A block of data
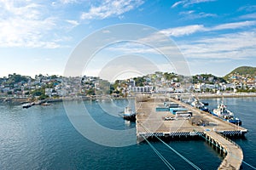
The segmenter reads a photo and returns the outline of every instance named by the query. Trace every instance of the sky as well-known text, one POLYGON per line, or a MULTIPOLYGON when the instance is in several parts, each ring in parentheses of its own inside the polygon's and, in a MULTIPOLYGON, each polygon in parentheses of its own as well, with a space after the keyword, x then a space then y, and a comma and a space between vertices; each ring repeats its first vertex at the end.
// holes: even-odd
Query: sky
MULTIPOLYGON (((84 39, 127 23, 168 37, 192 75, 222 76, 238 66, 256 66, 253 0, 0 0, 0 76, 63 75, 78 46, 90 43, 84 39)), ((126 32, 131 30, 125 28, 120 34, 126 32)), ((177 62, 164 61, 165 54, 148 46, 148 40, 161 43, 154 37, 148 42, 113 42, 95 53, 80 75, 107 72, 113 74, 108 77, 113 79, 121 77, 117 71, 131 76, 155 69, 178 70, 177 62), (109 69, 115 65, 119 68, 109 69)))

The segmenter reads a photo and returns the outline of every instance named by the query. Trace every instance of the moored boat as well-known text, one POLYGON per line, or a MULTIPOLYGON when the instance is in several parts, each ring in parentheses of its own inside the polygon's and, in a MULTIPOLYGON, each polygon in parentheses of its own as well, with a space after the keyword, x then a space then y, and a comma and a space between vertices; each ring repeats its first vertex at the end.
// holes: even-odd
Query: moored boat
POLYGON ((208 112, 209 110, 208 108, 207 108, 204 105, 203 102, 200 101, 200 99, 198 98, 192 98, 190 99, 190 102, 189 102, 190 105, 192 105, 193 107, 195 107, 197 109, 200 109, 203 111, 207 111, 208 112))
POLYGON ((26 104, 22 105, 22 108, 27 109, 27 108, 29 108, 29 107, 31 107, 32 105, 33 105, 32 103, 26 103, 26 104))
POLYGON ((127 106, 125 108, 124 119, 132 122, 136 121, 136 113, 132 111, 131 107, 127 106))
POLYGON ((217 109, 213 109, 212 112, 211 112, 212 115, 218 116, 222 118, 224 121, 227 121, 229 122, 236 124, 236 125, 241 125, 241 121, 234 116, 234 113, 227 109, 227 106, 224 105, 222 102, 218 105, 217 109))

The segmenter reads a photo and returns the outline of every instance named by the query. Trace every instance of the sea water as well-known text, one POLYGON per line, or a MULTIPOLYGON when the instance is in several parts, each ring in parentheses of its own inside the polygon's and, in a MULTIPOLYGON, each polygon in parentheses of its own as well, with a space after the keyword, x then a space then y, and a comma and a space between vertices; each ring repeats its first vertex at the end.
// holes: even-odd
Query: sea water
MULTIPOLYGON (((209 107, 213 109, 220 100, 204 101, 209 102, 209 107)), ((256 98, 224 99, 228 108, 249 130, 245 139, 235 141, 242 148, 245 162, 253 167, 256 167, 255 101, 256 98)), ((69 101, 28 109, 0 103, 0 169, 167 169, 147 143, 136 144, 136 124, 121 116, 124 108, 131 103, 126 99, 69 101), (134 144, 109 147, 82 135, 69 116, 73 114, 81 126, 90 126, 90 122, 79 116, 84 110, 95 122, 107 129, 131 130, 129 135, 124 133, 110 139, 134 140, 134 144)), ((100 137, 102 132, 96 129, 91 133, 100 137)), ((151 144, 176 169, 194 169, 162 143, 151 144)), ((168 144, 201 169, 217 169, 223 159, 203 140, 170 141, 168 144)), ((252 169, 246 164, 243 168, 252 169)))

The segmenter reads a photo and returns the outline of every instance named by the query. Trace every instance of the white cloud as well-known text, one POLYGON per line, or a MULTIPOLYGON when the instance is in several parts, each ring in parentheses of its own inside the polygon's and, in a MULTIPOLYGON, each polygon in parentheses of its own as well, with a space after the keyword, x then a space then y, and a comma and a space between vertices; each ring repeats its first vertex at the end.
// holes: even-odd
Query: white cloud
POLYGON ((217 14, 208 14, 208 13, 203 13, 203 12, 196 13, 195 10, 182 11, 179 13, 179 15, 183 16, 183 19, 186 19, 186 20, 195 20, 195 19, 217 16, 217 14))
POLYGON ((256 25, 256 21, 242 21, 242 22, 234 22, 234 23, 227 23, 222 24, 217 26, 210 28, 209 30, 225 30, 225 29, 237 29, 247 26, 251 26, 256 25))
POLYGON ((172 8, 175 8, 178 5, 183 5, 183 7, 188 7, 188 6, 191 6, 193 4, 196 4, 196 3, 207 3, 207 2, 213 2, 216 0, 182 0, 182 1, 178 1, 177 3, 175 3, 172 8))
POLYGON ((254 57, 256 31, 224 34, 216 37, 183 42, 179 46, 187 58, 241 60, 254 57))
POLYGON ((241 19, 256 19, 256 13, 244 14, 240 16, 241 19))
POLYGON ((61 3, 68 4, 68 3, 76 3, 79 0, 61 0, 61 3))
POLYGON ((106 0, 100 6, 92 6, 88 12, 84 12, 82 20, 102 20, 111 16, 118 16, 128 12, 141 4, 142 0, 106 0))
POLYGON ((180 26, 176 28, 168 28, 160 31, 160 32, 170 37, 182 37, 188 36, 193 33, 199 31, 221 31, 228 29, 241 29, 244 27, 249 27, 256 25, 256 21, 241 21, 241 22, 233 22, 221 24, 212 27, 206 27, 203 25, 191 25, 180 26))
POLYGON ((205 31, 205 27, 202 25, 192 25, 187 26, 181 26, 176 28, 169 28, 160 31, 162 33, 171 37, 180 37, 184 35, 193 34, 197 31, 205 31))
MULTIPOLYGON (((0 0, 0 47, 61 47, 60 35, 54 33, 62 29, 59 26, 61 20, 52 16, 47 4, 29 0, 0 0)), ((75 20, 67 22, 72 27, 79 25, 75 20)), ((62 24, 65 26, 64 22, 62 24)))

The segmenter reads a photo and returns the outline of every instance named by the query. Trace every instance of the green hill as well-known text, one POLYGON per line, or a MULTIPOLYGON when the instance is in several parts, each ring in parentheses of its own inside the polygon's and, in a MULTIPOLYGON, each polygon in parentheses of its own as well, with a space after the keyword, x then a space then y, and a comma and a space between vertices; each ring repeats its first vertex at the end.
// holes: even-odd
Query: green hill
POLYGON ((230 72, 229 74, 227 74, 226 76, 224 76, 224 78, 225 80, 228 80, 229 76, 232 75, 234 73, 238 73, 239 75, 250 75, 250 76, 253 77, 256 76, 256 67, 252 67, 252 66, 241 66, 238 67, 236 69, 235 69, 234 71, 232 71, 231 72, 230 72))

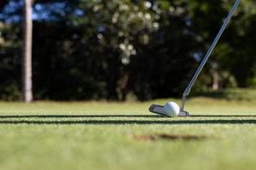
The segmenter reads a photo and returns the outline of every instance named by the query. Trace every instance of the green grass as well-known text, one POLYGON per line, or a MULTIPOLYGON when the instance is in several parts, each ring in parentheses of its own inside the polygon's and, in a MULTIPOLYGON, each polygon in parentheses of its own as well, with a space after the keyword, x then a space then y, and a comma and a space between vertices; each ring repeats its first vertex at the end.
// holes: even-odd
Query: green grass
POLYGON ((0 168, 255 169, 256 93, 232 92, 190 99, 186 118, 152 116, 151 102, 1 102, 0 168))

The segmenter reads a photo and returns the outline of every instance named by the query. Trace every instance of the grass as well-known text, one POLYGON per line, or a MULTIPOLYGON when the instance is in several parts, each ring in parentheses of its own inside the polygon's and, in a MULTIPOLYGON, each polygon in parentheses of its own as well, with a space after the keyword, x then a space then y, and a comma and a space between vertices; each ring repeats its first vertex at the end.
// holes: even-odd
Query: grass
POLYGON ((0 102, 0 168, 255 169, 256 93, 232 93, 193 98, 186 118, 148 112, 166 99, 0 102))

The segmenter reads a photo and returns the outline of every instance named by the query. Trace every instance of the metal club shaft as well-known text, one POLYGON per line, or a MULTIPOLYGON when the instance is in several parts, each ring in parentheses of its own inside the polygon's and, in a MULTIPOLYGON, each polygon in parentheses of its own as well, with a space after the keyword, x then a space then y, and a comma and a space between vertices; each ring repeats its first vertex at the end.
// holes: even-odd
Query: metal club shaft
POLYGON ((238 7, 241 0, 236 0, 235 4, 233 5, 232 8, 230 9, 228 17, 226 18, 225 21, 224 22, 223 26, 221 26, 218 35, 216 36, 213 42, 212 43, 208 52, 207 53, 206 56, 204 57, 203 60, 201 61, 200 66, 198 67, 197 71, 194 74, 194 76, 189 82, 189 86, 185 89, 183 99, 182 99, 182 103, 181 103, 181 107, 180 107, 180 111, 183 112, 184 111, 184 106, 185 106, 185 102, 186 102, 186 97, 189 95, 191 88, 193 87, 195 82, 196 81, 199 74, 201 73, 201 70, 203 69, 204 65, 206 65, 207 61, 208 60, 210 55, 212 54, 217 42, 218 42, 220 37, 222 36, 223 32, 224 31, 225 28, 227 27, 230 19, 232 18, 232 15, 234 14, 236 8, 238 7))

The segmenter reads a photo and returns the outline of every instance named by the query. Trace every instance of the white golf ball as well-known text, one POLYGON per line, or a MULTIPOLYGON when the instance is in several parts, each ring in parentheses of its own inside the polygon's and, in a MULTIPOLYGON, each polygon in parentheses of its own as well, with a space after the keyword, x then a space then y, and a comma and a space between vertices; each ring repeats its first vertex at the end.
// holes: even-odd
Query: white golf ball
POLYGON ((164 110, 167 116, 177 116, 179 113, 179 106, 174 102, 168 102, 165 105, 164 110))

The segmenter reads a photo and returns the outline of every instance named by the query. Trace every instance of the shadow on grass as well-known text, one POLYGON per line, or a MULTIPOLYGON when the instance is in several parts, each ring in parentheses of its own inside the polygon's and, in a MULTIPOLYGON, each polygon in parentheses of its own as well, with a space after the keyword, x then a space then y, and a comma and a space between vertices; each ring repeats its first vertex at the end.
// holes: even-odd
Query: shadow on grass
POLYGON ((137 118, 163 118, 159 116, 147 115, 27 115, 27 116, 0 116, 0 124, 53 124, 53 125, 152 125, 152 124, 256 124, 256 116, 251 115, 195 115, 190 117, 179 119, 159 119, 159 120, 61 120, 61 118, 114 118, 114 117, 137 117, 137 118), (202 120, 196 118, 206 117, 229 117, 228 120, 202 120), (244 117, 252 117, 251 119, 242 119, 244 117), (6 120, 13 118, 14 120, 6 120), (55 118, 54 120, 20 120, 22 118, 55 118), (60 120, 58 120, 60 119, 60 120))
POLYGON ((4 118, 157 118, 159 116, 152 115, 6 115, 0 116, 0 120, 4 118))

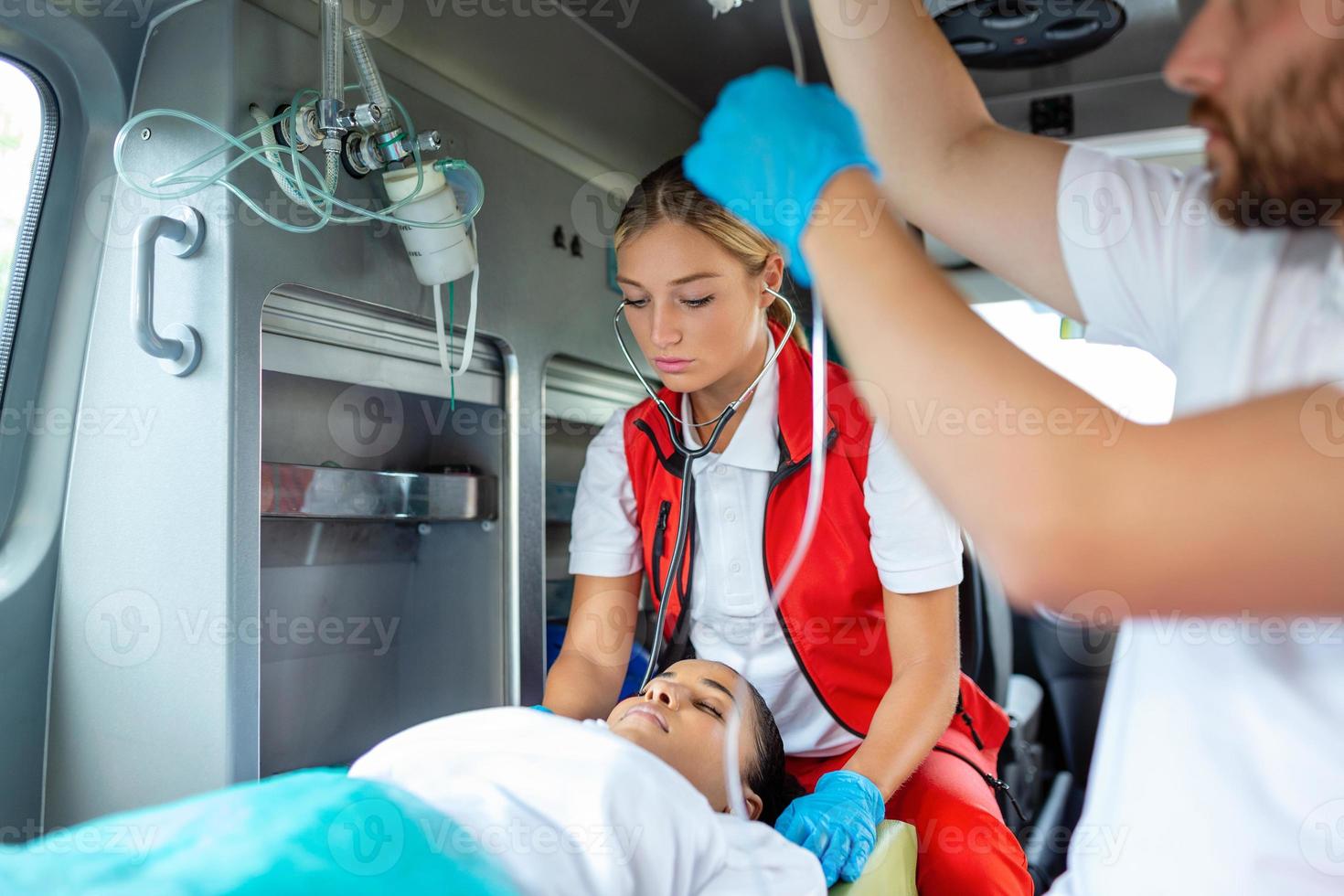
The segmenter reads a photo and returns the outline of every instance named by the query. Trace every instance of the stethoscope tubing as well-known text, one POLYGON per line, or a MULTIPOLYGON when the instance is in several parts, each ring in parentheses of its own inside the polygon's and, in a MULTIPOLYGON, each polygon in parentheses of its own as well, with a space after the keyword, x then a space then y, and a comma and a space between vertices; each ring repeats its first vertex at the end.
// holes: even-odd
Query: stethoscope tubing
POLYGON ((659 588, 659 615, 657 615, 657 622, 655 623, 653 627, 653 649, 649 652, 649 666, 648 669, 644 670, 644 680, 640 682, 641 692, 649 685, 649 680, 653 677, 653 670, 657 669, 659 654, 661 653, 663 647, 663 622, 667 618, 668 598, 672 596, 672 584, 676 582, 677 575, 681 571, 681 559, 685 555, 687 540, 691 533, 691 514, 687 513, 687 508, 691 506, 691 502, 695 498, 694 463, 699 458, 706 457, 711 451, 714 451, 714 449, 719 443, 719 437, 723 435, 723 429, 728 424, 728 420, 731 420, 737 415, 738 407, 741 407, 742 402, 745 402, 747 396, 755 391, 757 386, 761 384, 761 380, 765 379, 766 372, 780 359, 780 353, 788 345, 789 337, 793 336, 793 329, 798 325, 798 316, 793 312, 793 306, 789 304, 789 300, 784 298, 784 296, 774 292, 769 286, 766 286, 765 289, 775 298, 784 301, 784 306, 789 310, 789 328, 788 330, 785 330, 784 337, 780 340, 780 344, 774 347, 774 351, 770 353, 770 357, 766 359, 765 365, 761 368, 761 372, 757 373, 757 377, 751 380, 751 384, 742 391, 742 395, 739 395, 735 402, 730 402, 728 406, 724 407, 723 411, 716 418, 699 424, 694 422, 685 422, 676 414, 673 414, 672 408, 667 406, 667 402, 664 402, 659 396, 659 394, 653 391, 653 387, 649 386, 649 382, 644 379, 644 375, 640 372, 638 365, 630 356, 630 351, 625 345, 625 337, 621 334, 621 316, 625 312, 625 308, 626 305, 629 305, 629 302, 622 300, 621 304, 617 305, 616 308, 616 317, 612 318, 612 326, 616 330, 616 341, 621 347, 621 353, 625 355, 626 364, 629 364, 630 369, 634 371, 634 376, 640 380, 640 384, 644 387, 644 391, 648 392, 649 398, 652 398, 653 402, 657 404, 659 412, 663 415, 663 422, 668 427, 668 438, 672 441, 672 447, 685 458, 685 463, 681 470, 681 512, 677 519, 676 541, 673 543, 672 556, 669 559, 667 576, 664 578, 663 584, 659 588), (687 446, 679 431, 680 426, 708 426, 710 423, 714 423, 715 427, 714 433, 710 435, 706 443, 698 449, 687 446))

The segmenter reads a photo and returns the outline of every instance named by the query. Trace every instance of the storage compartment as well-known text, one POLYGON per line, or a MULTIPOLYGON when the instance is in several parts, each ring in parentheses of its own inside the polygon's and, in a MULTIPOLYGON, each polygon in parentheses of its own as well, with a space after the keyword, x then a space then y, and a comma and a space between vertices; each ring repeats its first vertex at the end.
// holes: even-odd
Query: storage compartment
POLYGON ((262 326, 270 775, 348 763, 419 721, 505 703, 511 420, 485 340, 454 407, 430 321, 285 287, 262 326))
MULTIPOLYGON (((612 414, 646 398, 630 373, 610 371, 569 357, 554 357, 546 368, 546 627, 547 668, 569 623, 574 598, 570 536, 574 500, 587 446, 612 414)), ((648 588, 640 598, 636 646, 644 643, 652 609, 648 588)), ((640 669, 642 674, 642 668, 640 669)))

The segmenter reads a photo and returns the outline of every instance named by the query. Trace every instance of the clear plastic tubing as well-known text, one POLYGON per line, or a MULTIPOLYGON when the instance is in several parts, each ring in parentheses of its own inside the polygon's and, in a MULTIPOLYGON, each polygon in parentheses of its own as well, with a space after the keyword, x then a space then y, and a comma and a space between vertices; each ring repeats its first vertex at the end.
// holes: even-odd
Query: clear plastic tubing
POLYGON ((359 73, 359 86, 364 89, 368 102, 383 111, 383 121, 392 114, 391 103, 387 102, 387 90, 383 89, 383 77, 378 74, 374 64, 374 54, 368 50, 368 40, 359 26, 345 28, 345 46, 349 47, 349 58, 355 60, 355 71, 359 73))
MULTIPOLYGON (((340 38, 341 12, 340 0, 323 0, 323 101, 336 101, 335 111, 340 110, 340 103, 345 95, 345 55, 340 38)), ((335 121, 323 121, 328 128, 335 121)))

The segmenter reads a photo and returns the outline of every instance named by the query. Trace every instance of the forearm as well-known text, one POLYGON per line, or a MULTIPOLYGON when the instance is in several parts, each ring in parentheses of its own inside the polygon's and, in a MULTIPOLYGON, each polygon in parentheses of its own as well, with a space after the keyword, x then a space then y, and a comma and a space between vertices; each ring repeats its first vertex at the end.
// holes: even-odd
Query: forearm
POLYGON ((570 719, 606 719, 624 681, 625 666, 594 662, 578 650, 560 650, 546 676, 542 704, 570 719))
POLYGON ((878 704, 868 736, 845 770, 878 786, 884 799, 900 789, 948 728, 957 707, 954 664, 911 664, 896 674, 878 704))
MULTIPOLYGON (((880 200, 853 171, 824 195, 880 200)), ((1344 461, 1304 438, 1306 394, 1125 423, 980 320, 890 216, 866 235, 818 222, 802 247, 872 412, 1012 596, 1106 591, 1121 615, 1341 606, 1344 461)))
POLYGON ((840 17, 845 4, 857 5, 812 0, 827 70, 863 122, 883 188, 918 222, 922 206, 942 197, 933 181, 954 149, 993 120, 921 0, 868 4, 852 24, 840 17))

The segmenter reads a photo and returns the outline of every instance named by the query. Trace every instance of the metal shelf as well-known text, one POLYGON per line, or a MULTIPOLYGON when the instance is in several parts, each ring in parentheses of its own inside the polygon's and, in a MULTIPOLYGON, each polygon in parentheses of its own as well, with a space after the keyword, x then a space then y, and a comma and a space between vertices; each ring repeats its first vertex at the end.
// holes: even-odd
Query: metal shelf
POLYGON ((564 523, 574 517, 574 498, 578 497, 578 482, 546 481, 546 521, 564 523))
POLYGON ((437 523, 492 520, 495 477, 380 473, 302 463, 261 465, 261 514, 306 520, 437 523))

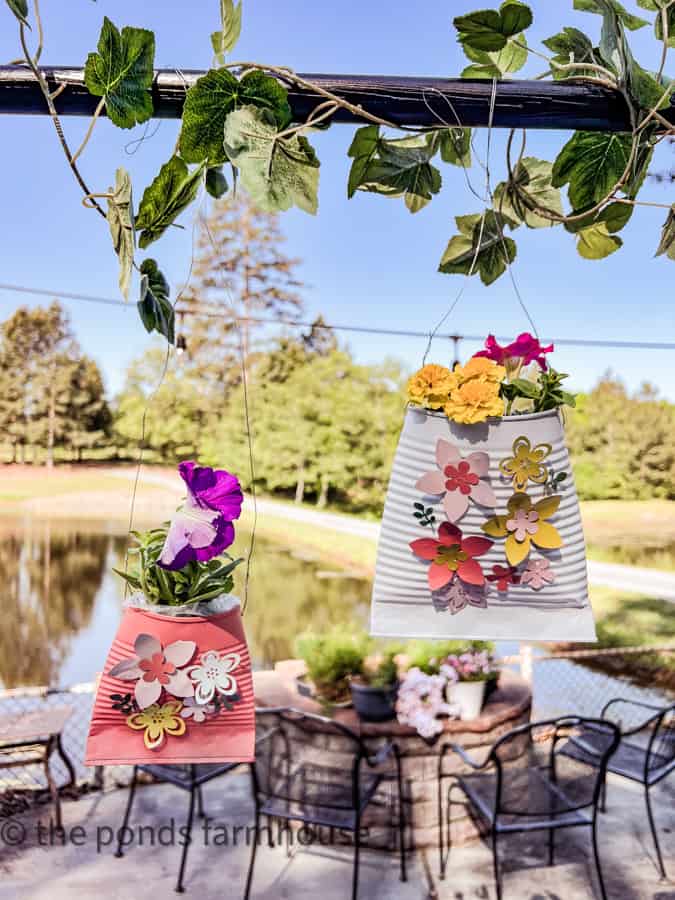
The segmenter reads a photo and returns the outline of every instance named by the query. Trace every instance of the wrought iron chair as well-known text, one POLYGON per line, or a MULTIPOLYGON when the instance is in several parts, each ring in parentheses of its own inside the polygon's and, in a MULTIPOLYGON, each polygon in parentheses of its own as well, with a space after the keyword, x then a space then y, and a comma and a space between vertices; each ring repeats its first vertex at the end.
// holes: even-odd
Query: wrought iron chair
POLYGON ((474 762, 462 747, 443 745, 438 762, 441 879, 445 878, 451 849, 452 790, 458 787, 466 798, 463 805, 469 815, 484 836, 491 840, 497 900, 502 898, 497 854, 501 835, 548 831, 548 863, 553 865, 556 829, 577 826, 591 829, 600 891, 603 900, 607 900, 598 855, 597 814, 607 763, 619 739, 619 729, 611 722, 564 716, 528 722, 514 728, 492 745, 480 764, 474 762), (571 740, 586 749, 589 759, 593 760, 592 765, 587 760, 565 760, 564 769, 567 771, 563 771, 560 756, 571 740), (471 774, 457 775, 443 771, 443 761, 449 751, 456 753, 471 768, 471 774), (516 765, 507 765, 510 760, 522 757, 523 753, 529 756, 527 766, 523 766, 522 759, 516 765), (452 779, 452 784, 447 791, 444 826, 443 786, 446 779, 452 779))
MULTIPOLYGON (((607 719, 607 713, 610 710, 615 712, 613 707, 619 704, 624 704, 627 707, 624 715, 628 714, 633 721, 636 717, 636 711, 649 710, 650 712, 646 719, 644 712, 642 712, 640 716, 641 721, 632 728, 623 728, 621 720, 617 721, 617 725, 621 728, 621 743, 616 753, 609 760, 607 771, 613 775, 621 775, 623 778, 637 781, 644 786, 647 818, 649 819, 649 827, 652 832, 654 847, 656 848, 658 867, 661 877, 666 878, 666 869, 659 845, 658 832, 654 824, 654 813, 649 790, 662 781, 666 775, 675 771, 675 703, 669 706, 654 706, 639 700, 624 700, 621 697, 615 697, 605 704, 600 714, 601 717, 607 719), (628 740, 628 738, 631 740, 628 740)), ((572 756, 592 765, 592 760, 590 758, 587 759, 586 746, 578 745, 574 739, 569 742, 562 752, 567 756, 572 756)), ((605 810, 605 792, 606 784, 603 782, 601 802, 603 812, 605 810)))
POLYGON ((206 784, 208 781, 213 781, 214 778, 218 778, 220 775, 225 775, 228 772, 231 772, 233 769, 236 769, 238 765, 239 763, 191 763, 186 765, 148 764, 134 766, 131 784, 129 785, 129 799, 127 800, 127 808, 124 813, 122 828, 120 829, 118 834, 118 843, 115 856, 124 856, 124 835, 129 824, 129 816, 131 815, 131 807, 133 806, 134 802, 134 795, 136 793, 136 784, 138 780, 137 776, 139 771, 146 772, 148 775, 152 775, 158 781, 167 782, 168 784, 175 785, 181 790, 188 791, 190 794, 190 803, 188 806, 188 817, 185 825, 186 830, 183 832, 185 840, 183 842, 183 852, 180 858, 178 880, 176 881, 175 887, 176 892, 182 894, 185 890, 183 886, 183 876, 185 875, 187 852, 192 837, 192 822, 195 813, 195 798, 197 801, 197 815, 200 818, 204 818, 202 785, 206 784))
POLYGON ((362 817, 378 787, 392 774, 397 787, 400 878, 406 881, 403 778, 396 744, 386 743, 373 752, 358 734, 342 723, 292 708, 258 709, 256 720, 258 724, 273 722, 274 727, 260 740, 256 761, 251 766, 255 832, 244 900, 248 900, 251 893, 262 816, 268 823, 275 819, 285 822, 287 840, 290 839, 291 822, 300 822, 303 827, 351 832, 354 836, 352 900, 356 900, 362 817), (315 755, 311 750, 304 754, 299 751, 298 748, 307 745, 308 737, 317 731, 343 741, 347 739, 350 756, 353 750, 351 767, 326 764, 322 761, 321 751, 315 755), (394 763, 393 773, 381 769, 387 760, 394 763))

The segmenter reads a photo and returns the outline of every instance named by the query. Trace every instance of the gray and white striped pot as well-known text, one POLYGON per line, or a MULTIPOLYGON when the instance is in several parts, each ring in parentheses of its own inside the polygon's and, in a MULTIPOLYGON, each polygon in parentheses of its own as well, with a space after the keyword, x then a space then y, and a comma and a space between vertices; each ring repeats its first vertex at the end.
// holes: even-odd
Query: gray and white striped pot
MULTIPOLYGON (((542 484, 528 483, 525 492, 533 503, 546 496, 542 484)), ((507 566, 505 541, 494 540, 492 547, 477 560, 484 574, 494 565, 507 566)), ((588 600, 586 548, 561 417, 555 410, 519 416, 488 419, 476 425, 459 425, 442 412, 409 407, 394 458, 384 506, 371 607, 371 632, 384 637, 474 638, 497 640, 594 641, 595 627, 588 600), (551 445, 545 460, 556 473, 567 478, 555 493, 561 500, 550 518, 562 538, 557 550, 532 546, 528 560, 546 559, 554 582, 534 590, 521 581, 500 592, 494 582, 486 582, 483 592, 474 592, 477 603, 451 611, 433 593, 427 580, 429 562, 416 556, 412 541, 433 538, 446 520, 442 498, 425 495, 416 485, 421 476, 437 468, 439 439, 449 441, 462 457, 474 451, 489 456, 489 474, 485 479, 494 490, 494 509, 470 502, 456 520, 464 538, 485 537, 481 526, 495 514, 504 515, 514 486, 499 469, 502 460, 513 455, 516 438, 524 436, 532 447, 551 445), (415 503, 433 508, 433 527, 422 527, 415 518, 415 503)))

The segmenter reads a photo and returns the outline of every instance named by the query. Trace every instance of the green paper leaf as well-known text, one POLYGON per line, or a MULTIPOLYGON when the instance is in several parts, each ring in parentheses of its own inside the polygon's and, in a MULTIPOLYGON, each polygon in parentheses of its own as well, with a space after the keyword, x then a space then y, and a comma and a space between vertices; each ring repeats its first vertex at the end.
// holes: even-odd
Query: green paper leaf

**EXERCISE PROMPT**: Every line from the one containing "the green paper" through the last line must be copied exactly; leave out the rest.

**FINISHED EXERCISE**:
The segmenter reads a photo and returns the outline of every instance named by the query. Trace every instance of the green paper leaf as well-known text, one POLYGON per line, or a MULTIPOLYGON when the instance is in several parts, each ring in parentheses of its own inside the polygon's and, in a MULTIPOLYGON, each polygon in parentheses of its own as well, with a space after the keyword, x then a space then y, and a comma and a space between vertices; each ring repeats its first vertex at the end.
// holes: even-odd
Query: green paper leaf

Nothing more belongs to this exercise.